ENTRIES SHOWN =>
══════
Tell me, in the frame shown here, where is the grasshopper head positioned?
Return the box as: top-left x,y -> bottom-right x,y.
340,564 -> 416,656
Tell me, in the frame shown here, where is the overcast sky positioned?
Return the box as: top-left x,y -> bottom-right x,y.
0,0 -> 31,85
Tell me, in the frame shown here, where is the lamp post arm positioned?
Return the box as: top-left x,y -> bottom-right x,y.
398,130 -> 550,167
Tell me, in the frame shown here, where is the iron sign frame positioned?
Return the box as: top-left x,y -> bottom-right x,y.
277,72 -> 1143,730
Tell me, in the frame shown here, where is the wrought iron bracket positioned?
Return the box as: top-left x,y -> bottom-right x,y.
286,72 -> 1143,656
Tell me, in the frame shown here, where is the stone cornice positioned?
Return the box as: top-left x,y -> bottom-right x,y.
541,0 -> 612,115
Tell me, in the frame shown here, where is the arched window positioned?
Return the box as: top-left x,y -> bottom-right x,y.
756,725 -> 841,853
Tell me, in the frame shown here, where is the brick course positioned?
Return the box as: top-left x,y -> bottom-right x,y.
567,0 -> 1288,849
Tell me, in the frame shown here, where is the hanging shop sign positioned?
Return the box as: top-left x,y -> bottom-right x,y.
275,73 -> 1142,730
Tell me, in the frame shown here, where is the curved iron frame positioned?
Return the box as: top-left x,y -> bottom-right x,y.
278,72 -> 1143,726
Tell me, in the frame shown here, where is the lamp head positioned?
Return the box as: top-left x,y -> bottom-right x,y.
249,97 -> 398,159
══════
TASK DESCRIPTION =>
Rewrite the lines from the one containing "Tell me, in the frame shown here, where is the wrought" through the end of the records, inclusive, changing "arched window" to "round window" and leaving everything else as it is.

THE REPLY =>
Tell me, in the frame shown here, where is the wrought iron bracket positioned?
Return the box as: top-left x,y -> bottom-right x,y.
286,72 -> 1143,656
Tell me, in the frame shown here, where is the stone cornice positioned?
Return the box as: top-left x,y -> bottom-right x,y.
541,0 -> 612,115
Tell me, in the frame shown here, where is the round window positioned?
Return the box as: top-left x,y -> bottom-right x,y.
756,725 -> 841,853
Tell me, in the frame shown here, where is the brick course positioned?
Return the box as: top-left x,y -> bottom-right x,y.
567,0 -> 1288,849
Tell me, in the frame shown here, where is the hanging shop sign positioned?
Return the box as: top-left x,y -> bottom-right x,y.
275,73 -> 1142,730
Tell me, in the frame shown here, where is the curved iron frame positioned?
Return the box as: top-left x,y -> bottom-right x,y.
278,72 -> 1143,726
Tell me, in the frame shown here, where is the lamp head positioned?
Return the box as: top-left x,y -> bottom-right x,y.
249,97 -> 398,159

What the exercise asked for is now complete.